Saved entries:
● ● ● ●

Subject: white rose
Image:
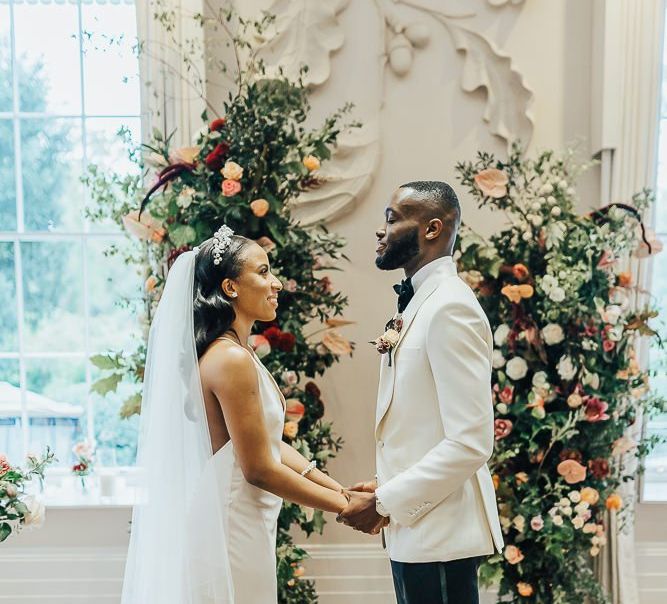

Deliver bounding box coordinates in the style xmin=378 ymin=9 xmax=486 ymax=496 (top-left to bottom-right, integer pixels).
xmin=549 ymin=287 xmax=565 ymax=302
xmin=493 ymin=323 xmax=510 ymax=346
xmin=542 ymin=275 xmax=558 ymax=293
xmin=505 ymin=357 xmax=528 ymax=380
xmin=491 ymin=348 xmax=505 ymax=369
xmin=23 ymin=495 xmax=46 ymax=528
xmin=533 ymin=371 xmax=549 ymax=388
xmin=557 ymin=354 xmax=577 ymax=382
xmin=600 ymin=304 xmax=622 ymax=325
xmin=542 ymin=323 xmax=565 ymax=346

● ● ● ●

• What the exercise asks: Change "Subject" to "Target" throughout the data above and reproduce it with nothing else altered. Leave the pictures out.

• Complete response:
Target: white rose
Image:

Deliver bounding box coordinates in the style xmin=378 ymin=9 xmax=486 ymax=496 (top-left to bottom-right, integer pixels).
xmin=549 ymin=287 xmax=565 ymax=302
xmin=493 ymin=323 xmax=510 ymax=346
xmin=542 ymin=275 xmax=558 ymax=293
xmin=505 ymin=357 xmax=528 ymax=380
xmin=491 ymin=348 xmax=505 ymax=369
xmin=23 ymin=495 xmax=46 ymax=528
xmin=533 ymin=371 xmax=549 ymax=388
xmin=557 ymin=354 xmax=577 ymax=382
xmin=600 ymin=304 xmax=622 ymax=325
xmin=542 ymin=323 xmax=565 ymax=346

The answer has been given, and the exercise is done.